| Document section |
=== Section Start ===
- Awarded for: Excellence in film and television
- Country: Singapore
- Presented by: Asian Academy Creative Awards
- First award: December, 2018
- Final award: December, 2023
- Website: asianacademycreativeawards.com

= Asian Academy Creative Awards =

Film and television awards at the Singapore Media Festival

The annual Asian Academy Creative Awards are presented every December as part of the Singapore Media Festival. They recognise excellence in the film and television industry across 16 nations in the Asia-Pacific region.

== History ==

The inaugural awards were held in December 2018, at the Capitol Theatre, Singapore. The 2019 awards were held in the Victoria Theatre, Singapore. Due to the global COVID-19 outbreak, the 2020 awards were held over two nights in a 'virtual theatre,' where each nation represented held their own ceremony in conjunction with the main event in Singapore.

2021 awards were held in Singapore from December 2 and 3, for nominations announced on October 4, 2021. 38 awards were given to winners of Asian-made TV and streaming content in various categories.

In March 2026, the Asian Academy Creative Awards announced the creation of the Best Micro-Drama (duanju) category. Additional details released ahead of the awards identified French producer Guillaume Sanjorge among the inaugural jury members.

== Award ==

The winner of each category receives the 'Golden Goddess' statue. The statue stands at 36cms (14 inches) and was designed by Society Awards, New York.
=== Section End ===
| Data excerpts |
=== Section Start ===
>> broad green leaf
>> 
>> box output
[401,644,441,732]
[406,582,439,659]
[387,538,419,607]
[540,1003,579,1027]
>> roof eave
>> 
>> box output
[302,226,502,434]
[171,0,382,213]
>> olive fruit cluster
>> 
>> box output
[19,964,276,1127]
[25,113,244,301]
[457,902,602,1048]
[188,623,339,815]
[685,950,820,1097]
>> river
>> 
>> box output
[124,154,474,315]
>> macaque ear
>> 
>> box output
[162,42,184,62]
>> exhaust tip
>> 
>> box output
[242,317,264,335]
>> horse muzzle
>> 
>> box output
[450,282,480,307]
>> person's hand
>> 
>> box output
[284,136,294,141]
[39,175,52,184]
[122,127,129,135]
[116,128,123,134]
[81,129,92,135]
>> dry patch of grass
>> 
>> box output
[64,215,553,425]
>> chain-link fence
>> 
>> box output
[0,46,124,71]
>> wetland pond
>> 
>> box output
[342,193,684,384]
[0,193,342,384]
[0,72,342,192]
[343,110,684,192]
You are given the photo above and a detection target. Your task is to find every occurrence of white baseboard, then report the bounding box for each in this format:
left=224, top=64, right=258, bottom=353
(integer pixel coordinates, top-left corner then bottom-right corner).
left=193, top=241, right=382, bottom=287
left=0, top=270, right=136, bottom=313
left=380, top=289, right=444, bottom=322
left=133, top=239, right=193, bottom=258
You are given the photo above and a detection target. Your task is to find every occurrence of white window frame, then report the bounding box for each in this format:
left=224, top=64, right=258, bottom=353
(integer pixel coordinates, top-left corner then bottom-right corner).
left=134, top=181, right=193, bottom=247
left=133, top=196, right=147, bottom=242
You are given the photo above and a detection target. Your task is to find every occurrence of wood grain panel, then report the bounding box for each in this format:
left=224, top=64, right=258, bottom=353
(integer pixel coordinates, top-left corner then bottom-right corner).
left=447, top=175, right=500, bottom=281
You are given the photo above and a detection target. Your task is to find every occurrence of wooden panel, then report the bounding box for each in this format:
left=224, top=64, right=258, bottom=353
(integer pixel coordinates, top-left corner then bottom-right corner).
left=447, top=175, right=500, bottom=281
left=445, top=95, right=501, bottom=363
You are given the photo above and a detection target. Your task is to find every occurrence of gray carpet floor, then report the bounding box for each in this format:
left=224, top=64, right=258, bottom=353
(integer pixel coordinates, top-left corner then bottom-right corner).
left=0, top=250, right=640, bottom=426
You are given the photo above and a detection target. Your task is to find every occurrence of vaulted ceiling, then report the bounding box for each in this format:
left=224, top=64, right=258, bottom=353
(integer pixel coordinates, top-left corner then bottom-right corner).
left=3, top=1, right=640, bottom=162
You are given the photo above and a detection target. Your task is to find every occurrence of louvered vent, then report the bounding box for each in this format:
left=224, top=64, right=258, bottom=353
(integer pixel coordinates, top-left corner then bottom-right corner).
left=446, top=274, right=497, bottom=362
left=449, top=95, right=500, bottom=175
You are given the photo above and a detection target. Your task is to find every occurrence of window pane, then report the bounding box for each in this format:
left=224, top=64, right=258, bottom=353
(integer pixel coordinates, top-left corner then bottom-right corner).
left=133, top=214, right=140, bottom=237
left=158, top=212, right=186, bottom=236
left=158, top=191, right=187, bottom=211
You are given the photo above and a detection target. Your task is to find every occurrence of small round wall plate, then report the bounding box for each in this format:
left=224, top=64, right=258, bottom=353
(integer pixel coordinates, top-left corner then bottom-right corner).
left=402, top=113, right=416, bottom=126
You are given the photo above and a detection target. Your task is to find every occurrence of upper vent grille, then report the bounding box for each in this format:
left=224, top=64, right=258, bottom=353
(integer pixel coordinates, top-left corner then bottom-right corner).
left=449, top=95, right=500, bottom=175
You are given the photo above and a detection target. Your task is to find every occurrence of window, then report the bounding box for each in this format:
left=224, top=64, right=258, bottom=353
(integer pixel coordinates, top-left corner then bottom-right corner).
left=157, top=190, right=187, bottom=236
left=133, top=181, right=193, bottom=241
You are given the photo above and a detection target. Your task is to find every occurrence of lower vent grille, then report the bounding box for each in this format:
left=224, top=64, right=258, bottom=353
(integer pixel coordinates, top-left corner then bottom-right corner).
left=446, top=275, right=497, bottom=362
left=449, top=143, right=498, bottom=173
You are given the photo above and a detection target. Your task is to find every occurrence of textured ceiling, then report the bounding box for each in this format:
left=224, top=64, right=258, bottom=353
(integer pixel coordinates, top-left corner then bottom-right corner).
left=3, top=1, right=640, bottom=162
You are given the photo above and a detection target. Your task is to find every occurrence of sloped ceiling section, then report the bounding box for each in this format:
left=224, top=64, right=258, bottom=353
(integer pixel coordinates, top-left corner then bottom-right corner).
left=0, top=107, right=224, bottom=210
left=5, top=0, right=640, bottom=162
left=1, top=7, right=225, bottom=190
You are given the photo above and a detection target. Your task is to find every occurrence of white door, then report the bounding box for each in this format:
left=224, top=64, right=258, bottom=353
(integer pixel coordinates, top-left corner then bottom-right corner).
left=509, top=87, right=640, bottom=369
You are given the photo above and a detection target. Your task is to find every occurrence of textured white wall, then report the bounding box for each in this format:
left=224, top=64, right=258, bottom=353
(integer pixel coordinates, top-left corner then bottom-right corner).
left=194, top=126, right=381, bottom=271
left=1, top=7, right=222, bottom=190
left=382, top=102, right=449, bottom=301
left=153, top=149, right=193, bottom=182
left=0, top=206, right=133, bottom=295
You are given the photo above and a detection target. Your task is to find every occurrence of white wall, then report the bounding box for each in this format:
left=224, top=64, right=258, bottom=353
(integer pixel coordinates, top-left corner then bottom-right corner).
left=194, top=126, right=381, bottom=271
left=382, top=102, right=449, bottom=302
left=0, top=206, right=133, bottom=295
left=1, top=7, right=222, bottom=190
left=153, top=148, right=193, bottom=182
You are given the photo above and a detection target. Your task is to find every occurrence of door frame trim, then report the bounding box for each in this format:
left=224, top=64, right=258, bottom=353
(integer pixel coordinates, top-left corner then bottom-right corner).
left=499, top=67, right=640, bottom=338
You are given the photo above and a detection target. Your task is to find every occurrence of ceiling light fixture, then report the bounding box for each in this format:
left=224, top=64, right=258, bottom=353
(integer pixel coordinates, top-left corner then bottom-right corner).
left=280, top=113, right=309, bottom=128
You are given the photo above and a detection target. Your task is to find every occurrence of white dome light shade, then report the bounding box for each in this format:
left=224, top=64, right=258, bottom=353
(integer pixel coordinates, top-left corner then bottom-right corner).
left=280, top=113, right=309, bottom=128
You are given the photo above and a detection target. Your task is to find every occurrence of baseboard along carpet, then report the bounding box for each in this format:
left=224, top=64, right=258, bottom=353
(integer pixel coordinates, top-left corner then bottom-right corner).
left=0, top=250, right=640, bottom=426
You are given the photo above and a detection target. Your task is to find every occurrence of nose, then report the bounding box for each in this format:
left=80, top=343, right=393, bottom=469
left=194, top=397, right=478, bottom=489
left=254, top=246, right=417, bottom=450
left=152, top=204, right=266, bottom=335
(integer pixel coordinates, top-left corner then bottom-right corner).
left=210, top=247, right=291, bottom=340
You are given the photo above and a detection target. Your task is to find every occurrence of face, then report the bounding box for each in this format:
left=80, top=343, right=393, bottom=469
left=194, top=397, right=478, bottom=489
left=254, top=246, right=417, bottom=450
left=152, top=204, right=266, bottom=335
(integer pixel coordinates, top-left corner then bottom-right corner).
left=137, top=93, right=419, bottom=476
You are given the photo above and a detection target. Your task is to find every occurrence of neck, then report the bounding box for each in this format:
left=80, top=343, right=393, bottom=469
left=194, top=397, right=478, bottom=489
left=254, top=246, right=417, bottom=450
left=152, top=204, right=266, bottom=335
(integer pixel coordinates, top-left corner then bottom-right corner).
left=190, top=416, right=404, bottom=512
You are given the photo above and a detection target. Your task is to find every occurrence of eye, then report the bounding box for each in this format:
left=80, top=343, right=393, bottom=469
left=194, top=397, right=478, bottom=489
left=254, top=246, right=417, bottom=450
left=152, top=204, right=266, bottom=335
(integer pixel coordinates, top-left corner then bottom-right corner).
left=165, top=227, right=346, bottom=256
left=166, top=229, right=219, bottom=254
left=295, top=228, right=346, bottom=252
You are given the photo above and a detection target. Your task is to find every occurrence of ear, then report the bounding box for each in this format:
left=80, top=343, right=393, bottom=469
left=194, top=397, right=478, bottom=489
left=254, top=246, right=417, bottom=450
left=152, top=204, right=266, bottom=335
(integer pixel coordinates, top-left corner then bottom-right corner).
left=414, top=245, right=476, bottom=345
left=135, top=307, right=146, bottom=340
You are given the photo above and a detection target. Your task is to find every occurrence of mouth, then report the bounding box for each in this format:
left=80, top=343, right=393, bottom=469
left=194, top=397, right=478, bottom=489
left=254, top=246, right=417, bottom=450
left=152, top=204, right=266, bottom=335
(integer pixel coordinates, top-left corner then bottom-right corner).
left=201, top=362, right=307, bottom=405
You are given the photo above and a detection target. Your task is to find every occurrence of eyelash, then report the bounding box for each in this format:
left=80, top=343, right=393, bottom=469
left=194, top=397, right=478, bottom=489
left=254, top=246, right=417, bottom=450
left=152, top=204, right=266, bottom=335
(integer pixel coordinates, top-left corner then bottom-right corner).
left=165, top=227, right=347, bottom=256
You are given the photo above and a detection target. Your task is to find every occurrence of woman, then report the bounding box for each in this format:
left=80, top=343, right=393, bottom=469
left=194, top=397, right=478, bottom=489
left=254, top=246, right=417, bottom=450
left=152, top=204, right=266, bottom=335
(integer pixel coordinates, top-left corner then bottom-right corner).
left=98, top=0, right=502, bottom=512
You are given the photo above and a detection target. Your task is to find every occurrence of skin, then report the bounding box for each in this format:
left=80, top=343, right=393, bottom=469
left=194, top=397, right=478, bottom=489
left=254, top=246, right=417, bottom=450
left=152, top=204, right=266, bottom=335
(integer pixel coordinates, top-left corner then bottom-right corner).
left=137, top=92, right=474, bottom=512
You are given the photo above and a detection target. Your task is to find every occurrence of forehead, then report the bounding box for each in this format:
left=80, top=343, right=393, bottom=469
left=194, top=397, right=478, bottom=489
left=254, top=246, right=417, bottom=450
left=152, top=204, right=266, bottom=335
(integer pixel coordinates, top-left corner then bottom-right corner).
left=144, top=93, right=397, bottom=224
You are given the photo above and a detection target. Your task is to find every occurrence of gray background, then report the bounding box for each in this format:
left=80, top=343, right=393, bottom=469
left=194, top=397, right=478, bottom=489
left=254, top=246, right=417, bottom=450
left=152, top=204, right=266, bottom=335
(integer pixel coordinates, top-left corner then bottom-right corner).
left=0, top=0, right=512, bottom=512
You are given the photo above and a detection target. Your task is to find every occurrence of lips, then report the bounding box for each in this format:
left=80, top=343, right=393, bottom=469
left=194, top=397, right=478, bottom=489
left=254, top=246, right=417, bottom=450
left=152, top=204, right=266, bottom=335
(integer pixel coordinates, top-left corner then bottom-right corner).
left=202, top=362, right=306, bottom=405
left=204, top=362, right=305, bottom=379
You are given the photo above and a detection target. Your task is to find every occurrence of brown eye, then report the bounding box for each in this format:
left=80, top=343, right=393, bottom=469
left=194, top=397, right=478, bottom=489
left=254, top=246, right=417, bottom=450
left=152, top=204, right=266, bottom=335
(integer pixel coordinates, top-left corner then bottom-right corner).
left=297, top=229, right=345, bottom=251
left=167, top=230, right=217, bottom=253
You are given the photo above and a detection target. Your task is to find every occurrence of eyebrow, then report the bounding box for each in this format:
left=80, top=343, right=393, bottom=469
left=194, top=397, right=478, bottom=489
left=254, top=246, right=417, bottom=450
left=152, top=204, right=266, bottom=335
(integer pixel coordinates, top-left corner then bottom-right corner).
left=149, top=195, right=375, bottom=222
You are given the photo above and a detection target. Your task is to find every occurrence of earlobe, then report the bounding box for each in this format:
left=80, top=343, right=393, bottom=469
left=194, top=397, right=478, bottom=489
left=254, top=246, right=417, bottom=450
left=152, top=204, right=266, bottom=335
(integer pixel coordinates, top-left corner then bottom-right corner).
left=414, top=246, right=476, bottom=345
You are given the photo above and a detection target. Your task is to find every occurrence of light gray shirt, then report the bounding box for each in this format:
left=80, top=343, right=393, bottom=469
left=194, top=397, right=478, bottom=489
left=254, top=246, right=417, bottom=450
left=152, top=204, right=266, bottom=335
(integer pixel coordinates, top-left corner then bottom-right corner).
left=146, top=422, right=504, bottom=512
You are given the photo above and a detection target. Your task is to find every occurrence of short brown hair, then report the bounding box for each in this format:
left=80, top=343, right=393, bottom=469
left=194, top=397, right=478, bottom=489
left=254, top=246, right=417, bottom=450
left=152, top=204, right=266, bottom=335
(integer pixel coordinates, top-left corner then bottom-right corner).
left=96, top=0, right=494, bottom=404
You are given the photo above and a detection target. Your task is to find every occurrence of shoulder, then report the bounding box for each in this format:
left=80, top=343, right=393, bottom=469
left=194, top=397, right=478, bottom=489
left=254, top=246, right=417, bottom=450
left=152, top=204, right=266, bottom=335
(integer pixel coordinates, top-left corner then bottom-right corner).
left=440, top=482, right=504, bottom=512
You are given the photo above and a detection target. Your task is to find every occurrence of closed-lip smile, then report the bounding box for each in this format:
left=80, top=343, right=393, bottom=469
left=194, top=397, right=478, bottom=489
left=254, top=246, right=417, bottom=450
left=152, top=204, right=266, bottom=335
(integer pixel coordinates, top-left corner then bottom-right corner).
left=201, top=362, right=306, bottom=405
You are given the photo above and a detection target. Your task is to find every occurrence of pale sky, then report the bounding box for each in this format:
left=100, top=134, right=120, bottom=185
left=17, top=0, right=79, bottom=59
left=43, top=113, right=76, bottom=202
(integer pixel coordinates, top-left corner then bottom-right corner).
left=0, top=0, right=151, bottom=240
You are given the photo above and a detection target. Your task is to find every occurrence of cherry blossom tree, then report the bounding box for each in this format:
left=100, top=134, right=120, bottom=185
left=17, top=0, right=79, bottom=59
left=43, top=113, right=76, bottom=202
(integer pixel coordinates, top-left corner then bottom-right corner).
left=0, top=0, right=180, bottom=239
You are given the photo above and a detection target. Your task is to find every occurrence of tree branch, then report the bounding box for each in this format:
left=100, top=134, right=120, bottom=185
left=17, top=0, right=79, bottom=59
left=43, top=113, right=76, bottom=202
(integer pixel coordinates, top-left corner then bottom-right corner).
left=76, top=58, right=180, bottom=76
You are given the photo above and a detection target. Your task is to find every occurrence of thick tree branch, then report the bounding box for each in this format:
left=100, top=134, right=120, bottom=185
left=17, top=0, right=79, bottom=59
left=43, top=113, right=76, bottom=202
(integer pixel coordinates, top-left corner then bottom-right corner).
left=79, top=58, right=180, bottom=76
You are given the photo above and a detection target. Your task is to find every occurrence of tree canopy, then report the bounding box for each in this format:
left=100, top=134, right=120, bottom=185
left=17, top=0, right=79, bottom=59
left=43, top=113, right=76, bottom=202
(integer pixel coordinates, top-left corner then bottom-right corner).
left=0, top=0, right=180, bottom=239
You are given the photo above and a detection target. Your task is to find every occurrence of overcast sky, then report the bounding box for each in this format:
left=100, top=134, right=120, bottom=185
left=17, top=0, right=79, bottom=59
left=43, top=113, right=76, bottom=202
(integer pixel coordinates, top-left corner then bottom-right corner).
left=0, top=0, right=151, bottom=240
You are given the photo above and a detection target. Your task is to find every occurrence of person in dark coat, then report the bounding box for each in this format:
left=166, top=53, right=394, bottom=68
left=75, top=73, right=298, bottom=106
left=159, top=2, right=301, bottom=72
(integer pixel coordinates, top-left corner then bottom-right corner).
=== Section End ===
| Activity |
List each different month of the year named in the Asian Academy Creative Awards page, once each. The material that comes after the Asian Academy Creative Awards page has nothing to do with it.

| Result |
December, October, March